Task prompt: Count the lines below in which "mountain" appears, then give that number by itself.

Available data:
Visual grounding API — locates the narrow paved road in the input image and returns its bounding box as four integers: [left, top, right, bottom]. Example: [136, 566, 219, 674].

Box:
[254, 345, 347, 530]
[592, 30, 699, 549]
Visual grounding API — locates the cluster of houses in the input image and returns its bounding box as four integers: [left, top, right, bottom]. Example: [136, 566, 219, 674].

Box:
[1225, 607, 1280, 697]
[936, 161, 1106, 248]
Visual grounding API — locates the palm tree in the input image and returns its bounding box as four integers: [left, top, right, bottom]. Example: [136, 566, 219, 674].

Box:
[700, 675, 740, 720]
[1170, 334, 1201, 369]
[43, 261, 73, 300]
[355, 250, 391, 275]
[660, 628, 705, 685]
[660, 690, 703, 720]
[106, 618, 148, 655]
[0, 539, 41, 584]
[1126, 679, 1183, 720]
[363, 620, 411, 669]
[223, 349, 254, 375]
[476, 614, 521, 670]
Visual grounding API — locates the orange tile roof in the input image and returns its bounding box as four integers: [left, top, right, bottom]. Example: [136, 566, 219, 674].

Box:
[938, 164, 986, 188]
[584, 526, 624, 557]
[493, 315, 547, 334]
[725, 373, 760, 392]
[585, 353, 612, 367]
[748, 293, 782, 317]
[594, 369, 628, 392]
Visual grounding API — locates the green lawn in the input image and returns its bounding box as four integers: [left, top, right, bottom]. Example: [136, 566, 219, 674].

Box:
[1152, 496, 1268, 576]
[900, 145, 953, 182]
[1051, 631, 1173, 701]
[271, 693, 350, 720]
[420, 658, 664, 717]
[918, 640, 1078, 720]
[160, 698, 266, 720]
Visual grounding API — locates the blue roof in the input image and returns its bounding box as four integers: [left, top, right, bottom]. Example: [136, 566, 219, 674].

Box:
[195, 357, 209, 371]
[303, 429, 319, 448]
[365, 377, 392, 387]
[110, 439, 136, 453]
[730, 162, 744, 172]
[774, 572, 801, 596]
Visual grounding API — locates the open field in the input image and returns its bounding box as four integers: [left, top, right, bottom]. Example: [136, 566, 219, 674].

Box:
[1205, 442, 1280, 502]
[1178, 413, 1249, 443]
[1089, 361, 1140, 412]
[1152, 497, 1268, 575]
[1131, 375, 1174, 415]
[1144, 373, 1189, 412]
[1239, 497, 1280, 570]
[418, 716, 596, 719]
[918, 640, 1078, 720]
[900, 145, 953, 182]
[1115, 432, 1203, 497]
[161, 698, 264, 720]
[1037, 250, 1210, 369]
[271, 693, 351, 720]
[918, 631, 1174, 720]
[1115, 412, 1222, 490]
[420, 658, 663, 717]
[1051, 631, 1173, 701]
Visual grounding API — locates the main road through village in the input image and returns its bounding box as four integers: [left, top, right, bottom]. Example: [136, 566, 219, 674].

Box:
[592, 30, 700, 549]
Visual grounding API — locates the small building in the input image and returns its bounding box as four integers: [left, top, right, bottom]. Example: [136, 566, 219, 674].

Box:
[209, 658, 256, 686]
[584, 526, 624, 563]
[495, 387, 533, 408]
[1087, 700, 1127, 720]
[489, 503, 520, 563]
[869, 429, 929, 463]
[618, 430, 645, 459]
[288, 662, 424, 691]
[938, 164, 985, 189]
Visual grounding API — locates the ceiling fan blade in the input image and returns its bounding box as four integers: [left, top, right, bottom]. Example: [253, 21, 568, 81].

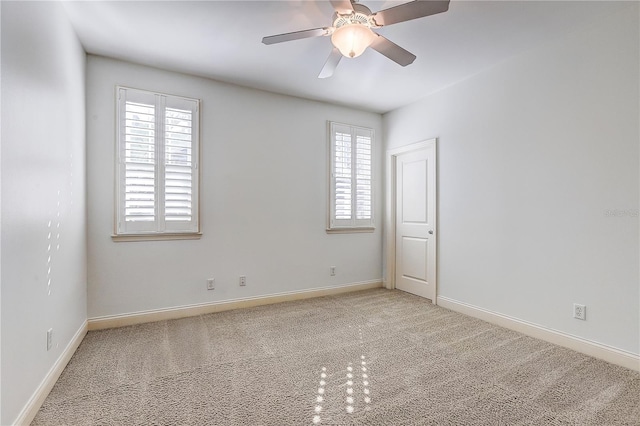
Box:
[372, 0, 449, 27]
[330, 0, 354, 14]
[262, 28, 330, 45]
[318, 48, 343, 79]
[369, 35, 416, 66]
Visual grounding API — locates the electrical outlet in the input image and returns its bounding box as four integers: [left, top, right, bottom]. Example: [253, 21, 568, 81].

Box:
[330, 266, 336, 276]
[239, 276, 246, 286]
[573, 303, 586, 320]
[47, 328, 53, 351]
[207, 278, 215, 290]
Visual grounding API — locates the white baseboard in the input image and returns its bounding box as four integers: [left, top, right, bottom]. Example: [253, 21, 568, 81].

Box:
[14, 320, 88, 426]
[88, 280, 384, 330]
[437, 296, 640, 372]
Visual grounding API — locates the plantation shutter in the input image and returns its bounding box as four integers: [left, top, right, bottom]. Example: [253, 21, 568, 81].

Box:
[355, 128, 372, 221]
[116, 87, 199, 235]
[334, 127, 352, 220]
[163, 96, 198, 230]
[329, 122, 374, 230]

---

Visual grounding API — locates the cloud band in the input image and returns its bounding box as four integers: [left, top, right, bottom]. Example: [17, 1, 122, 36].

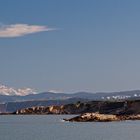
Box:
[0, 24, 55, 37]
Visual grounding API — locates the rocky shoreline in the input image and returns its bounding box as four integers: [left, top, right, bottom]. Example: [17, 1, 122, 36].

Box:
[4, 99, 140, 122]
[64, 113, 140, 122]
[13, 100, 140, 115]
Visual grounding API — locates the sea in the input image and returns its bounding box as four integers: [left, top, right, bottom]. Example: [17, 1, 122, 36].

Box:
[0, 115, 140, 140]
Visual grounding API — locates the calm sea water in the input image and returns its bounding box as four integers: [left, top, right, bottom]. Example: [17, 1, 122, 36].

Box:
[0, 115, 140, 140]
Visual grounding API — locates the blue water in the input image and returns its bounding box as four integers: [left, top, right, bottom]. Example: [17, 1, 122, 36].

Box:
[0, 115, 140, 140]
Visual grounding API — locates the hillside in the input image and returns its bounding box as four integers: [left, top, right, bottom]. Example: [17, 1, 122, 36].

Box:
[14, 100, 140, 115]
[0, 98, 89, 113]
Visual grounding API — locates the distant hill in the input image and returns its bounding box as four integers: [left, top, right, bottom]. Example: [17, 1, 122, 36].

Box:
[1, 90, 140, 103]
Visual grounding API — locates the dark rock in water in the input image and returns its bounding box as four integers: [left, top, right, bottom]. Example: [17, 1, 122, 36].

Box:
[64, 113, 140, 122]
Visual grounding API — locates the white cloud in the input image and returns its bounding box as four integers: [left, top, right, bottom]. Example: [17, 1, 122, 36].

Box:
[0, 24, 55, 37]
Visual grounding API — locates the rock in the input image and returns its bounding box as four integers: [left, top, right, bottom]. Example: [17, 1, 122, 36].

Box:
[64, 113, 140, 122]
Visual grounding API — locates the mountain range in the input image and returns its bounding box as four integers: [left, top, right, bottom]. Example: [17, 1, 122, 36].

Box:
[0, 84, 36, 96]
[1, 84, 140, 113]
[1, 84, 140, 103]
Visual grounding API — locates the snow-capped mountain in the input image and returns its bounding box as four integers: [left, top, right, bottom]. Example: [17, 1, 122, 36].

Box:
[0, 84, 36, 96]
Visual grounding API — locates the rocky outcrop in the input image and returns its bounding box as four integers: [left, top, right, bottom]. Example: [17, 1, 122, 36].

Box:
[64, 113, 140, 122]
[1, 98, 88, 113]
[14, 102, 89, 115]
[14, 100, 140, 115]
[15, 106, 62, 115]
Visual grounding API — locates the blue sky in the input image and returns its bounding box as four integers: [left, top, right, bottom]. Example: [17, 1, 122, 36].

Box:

Response box: 2